Text passage —
──────────────────────────────
‘I’m not an artist, I’m a mathematician’

Last week pupils across the GDST enjoyed an inspiring week of STEAM activities, based on the work of the artist M.C.Escher.

GDST Junior Maths Conference 2021

Led by our Trust Consultant Teacher for Maths, Rebecca Brown, pupils in Year 6 were invited to take part in a range of activities blending maths and arts and encouraged to share their work through the virtual platform, Flipgrid. Pupils experimented making infinity triangles, creating tessellations and platonic solids and tested their mental maths skills in the GDST-wide quiz.

Speaking about the event, Rebecca said it was a delight to see the engagement and enthusiasm from pupils as they explored the beauty and depth of mathematics beyond the curriculum. They worked on various creative challenges that explored symmetry, tessellations, 3D models and nets. Sharing their findings with other pupils across the GDST family, they showed how collaboration and creativity are at the heart of mathematical practice, embracing the art of play in the subject and breaking down the barriers and perceptions that mathematics is not for everyone.

On Friday pupils enjoyed a fabulous interactive session led by the Maths communicator, Zoe Griffiths. In her talk, Zoe shared some mind-boggling shape tricks to introduce her three favourites; the sphere, the rectangle and the Mobius loop. Pupils explored the magic of maths and an introduction to theorems such as the one cut theorem, cutting any straight sided shape with from only one cut, a trick for all to enjoy (ask a Y6 pupil to enlighten you!).
──────────────────────────────
Data under study —
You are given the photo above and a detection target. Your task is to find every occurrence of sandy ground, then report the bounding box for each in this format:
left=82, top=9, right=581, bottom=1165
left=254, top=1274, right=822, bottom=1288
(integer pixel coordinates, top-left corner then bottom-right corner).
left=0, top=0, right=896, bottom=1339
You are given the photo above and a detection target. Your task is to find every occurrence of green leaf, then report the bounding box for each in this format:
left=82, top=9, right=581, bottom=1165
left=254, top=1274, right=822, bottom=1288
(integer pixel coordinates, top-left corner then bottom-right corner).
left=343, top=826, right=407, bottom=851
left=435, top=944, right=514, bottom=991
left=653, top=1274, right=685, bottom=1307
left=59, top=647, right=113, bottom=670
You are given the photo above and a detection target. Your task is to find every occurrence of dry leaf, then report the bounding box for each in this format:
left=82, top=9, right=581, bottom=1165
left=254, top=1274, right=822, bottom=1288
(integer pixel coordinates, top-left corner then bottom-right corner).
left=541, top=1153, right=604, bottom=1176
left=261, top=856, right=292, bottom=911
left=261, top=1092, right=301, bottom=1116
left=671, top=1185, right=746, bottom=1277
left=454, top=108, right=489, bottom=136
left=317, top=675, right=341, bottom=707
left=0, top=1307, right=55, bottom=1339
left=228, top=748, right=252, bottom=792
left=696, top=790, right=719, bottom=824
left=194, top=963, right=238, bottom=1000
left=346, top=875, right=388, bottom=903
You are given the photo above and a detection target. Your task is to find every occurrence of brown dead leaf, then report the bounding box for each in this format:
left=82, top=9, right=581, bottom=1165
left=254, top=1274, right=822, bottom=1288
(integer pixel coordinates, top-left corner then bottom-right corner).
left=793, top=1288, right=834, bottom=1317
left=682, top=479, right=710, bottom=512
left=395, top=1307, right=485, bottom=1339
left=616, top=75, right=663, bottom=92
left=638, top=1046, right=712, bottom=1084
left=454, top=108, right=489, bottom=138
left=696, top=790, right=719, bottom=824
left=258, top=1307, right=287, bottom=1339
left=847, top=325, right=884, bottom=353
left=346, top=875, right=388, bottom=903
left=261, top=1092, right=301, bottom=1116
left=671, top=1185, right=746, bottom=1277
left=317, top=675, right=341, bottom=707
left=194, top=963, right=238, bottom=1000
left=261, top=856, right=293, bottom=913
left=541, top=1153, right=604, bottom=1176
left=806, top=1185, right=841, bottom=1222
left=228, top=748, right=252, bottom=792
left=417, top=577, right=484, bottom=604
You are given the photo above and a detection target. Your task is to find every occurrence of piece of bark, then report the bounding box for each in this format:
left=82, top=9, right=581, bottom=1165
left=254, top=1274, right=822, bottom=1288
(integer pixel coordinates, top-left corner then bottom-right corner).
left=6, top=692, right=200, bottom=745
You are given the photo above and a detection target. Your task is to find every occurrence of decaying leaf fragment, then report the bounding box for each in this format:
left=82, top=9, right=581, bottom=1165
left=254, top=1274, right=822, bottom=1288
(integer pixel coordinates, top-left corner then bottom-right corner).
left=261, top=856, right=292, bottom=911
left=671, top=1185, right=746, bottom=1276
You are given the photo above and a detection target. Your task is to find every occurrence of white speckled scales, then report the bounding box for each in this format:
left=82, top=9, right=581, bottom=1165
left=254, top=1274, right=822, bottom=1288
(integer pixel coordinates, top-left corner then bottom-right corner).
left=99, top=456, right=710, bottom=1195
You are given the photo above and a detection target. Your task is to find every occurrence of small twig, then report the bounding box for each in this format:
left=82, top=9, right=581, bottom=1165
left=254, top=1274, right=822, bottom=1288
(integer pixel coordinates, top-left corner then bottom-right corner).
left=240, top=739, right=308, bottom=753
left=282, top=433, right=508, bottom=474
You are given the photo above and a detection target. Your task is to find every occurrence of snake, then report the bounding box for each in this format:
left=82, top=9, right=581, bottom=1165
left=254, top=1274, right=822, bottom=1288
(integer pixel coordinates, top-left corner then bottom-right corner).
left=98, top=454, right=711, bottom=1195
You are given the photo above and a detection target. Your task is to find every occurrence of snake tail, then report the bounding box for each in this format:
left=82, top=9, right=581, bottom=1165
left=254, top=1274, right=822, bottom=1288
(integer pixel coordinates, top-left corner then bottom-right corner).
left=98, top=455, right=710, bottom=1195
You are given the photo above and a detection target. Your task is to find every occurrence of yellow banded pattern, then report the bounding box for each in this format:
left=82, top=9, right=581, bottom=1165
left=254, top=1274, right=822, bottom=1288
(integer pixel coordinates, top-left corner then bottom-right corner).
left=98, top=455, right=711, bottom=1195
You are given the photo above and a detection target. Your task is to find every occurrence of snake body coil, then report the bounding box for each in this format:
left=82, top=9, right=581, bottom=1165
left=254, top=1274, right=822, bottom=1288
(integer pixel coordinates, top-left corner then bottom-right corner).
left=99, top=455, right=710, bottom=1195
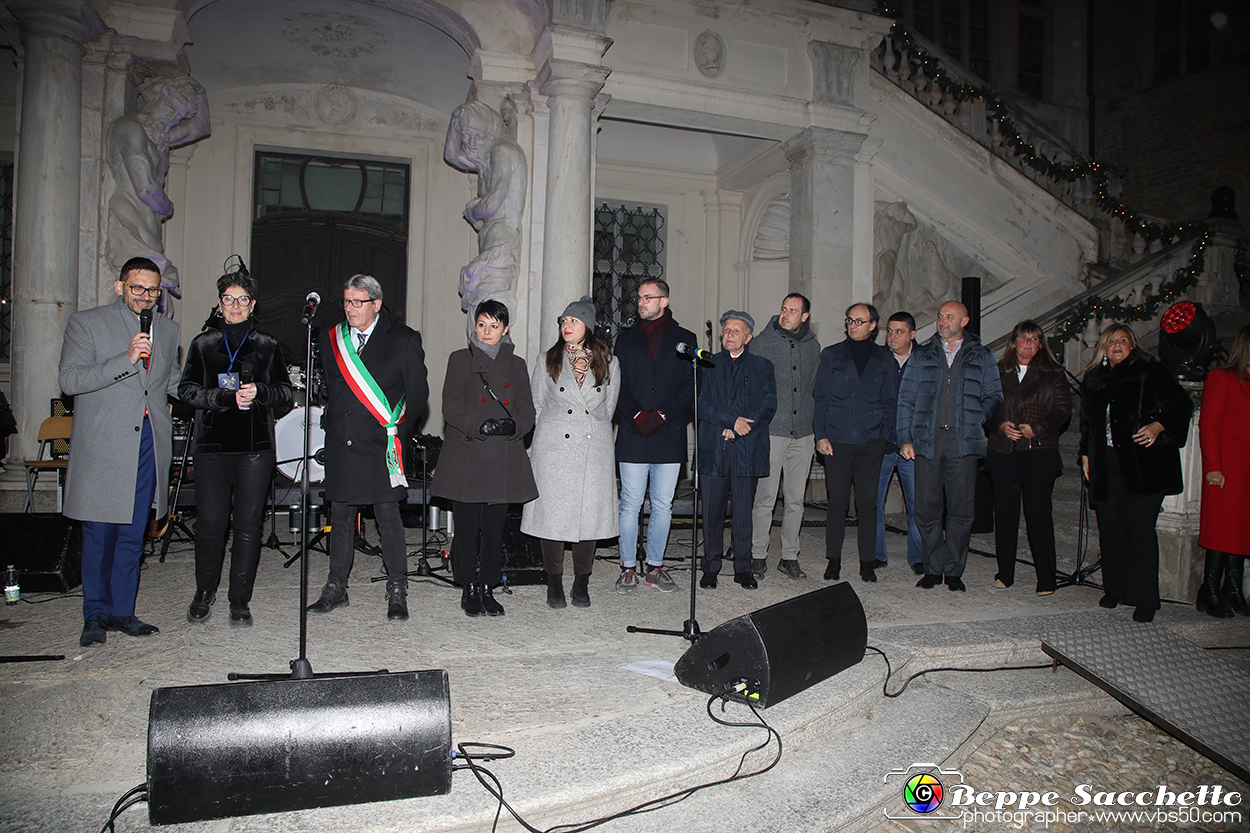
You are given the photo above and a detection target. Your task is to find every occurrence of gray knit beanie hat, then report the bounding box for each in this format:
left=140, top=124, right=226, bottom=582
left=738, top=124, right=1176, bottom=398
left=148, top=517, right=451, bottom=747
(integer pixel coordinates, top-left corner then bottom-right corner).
──────────────────────────────
Description of the task —
Copy the part of the maths week article from "Last week pupils" up to and including "the GDST-wide quiz.". The entries have nothing to do with the article about the maths week.

Result for this task —
Last week pupils across the GDST enjoyed an inspiring week of STEAM activities, based on the work of the artist M.C.Escher.

GDST Junior Maths Conference 2021

Led by our Trust Consultant Teacher for Maths, Rebecca Brown, pupils in Year 6 were invited to take part in a range of activities blending maths and arts and encouraged to share their work through the virtual platform, Flipgrid. Pupils experimented making infinity triangles, creating tessellations and platonic solids and tested their mental maths skills in the GDST-wide quiz.